Directions
Please write each record out again word for word.

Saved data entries
+ + + + + + +

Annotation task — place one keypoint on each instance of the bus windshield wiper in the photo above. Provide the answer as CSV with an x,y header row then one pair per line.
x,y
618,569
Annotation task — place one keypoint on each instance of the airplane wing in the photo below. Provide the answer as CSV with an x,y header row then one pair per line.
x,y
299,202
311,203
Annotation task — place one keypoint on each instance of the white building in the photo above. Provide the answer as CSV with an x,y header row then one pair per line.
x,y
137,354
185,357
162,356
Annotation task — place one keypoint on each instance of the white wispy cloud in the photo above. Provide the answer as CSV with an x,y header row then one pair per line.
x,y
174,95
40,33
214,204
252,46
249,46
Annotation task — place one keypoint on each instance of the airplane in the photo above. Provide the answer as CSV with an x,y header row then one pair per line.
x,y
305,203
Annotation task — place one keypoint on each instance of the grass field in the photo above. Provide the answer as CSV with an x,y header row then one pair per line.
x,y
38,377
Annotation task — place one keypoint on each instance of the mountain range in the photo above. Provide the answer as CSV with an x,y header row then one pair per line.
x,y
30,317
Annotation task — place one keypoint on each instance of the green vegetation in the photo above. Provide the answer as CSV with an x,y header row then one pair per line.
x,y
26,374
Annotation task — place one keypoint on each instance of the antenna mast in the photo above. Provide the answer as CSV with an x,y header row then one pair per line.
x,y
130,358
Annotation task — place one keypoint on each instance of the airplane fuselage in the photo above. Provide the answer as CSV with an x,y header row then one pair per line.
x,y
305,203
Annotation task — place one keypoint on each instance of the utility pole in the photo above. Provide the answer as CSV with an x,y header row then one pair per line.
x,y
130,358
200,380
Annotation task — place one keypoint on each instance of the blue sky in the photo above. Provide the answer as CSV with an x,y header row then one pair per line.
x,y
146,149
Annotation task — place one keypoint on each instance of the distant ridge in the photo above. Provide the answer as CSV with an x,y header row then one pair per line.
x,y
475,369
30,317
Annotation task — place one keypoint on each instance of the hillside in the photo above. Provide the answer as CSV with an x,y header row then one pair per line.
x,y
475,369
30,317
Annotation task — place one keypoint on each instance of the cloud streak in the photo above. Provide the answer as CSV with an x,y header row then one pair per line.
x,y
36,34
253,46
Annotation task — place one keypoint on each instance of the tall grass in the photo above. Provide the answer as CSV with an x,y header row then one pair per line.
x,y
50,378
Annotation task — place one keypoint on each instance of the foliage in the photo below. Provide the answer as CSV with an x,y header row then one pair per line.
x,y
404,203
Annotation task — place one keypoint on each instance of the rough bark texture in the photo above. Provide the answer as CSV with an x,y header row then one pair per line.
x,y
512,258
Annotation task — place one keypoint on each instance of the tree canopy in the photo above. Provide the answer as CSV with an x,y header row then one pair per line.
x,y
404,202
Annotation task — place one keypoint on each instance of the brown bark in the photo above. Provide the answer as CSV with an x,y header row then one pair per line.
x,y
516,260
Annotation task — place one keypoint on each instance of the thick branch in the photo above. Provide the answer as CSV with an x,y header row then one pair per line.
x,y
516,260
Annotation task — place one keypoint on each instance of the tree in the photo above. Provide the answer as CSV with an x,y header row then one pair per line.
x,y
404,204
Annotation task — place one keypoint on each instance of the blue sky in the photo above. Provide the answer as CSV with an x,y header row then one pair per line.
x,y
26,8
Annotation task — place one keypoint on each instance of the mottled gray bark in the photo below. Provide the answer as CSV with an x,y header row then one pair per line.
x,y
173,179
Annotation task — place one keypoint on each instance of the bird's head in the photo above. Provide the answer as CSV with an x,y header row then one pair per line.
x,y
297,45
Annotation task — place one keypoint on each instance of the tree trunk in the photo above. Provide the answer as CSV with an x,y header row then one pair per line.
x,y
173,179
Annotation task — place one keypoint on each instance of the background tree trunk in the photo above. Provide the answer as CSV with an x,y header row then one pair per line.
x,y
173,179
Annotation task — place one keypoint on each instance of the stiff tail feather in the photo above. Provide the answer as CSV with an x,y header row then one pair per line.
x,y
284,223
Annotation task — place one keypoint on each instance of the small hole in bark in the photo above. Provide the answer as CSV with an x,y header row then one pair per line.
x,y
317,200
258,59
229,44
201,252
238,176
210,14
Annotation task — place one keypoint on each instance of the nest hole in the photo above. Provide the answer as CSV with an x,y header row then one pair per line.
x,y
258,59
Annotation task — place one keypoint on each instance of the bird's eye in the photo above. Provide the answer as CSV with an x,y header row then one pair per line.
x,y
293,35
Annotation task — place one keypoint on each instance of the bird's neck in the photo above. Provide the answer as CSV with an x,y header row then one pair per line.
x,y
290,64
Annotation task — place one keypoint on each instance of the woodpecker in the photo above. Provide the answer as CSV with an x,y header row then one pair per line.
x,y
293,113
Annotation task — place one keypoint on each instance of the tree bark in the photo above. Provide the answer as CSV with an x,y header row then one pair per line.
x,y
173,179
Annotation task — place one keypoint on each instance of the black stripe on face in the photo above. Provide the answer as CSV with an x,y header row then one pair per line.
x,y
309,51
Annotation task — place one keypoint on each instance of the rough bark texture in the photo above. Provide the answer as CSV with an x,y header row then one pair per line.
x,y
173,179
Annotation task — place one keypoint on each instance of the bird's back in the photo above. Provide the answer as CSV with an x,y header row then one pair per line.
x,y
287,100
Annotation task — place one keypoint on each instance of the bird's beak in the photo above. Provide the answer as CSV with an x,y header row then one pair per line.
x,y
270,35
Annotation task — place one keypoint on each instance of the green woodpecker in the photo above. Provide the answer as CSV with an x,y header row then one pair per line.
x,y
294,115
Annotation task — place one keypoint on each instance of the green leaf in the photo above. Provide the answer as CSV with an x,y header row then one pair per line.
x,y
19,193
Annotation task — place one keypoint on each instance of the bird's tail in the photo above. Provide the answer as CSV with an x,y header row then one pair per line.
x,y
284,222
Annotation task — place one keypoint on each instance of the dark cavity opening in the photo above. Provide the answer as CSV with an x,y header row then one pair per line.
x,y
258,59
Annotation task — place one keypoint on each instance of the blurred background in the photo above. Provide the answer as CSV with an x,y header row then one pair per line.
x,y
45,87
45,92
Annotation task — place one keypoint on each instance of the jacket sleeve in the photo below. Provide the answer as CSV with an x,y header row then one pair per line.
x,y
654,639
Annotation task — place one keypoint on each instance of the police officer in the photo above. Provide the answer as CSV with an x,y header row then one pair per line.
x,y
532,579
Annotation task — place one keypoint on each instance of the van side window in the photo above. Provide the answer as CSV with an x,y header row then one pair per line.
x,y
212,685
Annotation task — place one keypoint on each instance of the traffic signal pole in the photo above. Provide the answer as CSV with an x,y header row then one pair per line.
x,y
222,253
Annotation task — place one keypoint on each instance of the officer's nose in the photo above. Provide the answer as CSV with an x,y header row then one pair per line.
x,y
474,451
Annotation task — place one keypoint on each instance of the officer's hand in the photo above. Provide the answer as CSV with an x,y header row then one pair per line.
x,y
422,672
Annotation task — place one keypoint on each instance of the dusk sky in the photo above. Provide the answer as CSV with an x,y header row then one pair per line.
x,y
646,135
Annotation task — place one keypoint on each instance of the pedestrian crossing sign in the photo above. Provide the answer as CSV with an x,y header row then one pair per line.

+ + + + + + +

Exercise solution
Annotation task — place one keypoint on each instance of the bus windshield wiper in the photo above. Provide the answer as CSV with an x,y header row then one pair per line.
x,y
618,569
Annotation task — place one keypoint on each instance of the airplane wing in the photo below. Provide the answer as CSV with an x,y header row then one pair per line.
x,y
299,202
311,203
Annotation task — place one keypoint on each instance of the white building in the photo above. Provide the answer as CSV with an x,y header row then one pair per line.
x,y
137,354
185,357
162,356
Annotation task — place one keypoint on each instance of the white wispy cloud in the photo above. Provide the answer as CSV with an x,y header row then one pair per line.
x,y
174,95
40,33
214,204
252,46
249,46
Annotation task — place one keypoint on each instance of the airplane in the photo above. Provide the answer as CSV with an x,y header row then one pair per line.
x,y
305,203
Annotation task — place one keypoint on each instance of the grass field in the photo above. Provide the answer as CSV with an x,y header row then one pair per line.
x,y
38,377
Annotation task — place one keypoint on each instance of the mountain range in the photo above. Provide the answer as CSV with an x,y header row then one pair per line.
x,y
30,317
Annotation task — place one keypoint on each instance of the green vegetation in the photo above. Provide the answer as CSV with an x,y header row then one pair per line.
x,y
26,374
Annotation task — place one keypoint on each instance of the antenna mast in the photo above. Provide the answer as CSV with an x,y header row then one pair per line.
x,y
130,358
Annotation task — place one keypoint on each instance of the airplane fuselage in the photo above. Provide the answer as CSV with an x,y header row then one pair per line.
x,y
305,203
Annotation task — place one keypoint on each instance of the utility pole in the photo above. Provide the answer as CSV with an x,y header row then one pair per line.
x,y
130,358
200,380
Annotation task — place one keypoint on each instance of the blue sky in the photo above. Provide the answer as CSV with an x,y header row then one pair per line.
x,y
146,149
Annotation task — place one keypoint on each instance of the distant ridge in the photo above. Provide the answer as CSV with an x,y header row then one pair per line.
x,y
475,369
30,317
Annotation task — place one keypoint on each instance of the hillside in the photo above. Provide the answer as CSV with an x,y header row then one pair per line.
x,y
475,369
30,317
Annotation task — place one keypoint on each instance of the cloud streak in the photo above. Provide the answer as CSV with an x,y header row then one pair per line.
x,y
36,34
253,46
Annotation task — place one keypoint on each instance of the tall grass in the photo above. Provide the answer as CSV with an x,y header row then one pair per line.
x,y
50,378
Annotation task — place one keypoint on each instance of the foliage in the photo below. Provide the answer as CSV with an x,y header row then one pair per line.
x,y
404,203
Annotation task — place one keypoint on each instance of the rough bark texture in the photo above. Provide the answer as CSV with an x,y header row then one pair per line.
x,y
512,258
Annotation task — place one keypoint on each instance of the tree canopy in the photo above. Provide the answer as CSV with an x,y header row then one pair per line.
x,y
404,202
Annotation task — place one keypoint on each instance of the brown bark in the photo above. Provide the answer as CSV with an x,y header row then one pair per line.
x,y
516,260
Annotation task — place one keypoint on each instance of the thick branch in the photo above. Provide the answer as CSV with an x,y header row then one pair per line.
x,y
516,260
Annotation task — place one keypoint on each instance of the tree in the photo above. Provide the answer as CSV with an x,y header row then one pair per line.
x,y
404,204
Annotation task — place one keypoint on each instance of the blue sky in the photo above. Provide the answer as CSV with an x,y header row then one pair per line.
x,y
26,8
Annotation task — place one keypoint on each instance of the mottled gray bark in the photo below. Provide the answer as CSV with an x,y header row then one pair per line.
x,y
173,179
Annotation task — place one keypoint on each instance of the bird's head in the photo above. Provide the answer as CSV with an x,y header row then one pair per line.
x,y
297,45
Annotation task — place one keypoint on each instance of the tree trunk in the photo above. Provide the answer as CSV with an x,y header row then one pair per line.
x,y
173,179
Annotation task — place one keypoint on each instance of the background tree trunk in the photo above. Provide the answer as CSV with an x,y header row then one pair per line.
x,y
173,179
Annotation task — place one keypoint on each instance of the stiff tail feather in the photo above. Provide the answer as CSV with an x,y header row then one pair per line.
x,y
284,223
Annotation task — place one keypoint on each instance of the small hole in bark in the photo above. Provide the answer as CSV with an x,y header row then one pair per line.
x,y
317,200
258,59
229,44
201,252
238,176
210,14
Annotation task — place one keypoint on each instance of the nest hole in the photo above. Provide the answer as CSV with an x,y header row then one pair per line.
x,y
258,59
Annotation task — place one keypoint on each instance of the bird's eye in the photo above. Provide the answer as CSV with an x,y header row then one pair per line.
x,y
293,35
Annotation task — place one keypoint on each instance of the bird's neck in the photo above. Provide the answer as CSV with an x,y header row then one pair per line.
x,y
290,64
Annotation task — place one keypoint on each instance of the woodpecker in the photo above. Provide the answer as CSV with an x,y header row then one pair per line.
x,y
293,113
Annotation task — place one keypoint on each instance of the tree bark in the photo above. Provide the answer as CSV with an x,y header row then one pair per line.
x,y
173,179
Annotation task — place one keypoint on each instance of the black stripe on face in the photo above. Provide the answer as CSV with an x,y header row then one pair per line.
x,y
309,51
Annotation task — place one keypoint on each instance of the rough bark texture in the photo above. Provide the answer as CSV with an x,y header row then one pair per line.
x,y
173,179
Annotation task — place one keypoint on each instance of the bird's back in the photo above. Provide the answer as CSV with an x,y header row then one pair per line.
x,y
287,100
Annotation task — place one keypoint on each instance of the bird's beak in the photo above. Provide the answer as CSV with an x,y header row then one pair per line.
x,y
270,35
Annotation task — place one keypoint on each instance of the green woodpecker in the photo above. Provide the answer as CSV with an x,y header row then one pair per line.
x,y
294,115
Annotation task — place one keypoint on each instance of the green leaf in the photo above. Provide the answer as CSV with an x,y header row then one pair per line.
x,y
19,193
Annotation task — place one keypoint on each instance of the bird's tail in the photo above. Provide the answer as CSV with an x,y header row then one pair per line.
x,y
284,222
Annotation task — place one keypoint on each instance of the dark cavity opening in the photo above. Provide the answer as CSV with an x,y header row then one pair per line.
x,y
258,59
Annotation task — place one keypoint on each instance of the blurred background in the photo above. Provide the answer as CSV with an x,y header row then one pair per line.
x,y
45,87
45,92
Annotation task — place one keypoint on each instance of the jacket sleeve in the photo below. Provide the answer as CSV with an x,y header row then one pair per line.
x,y
654,639
Annotation task — place one keypoint on each instance of the police officer in the photo above. Provide the answer as CSV with an x,y header row then one pair per line.
x,y
532,579
Annotation task — place one keypoint on each instance of the van side window in the photo above. Provide the answer as CSV with an x,y header row then one pair per line.
x,y
212,685
Annotation task — place one keypoint on each instance of the traffic signal pole in the photo above. Provide the answer as CSV with an x,y header row then one pair per line.
x,y
222,253
Annotation task — place one keypoint on each instance of the officer's nose in the photo above. Provide the answer as CSV with an x,y header row then one pair per line.
x,y
474,451
Annotation task — place one keypoint on each instance of the officer's hand in the photo above. Provide the answer as CSV with an x,y header row then one pair per line.
x,y
422,672
Annotation task — place one keypoint on each instance of the dusk sky in the photo above. Provide the answer as CSV with an x,y header row then one pair per line.
x,y
646,135
Annotation task — place one keypoint on each instance of the pedestrian crossing sign in the photo above. Provide the answer as CSV with an x,y header row then one pair per line.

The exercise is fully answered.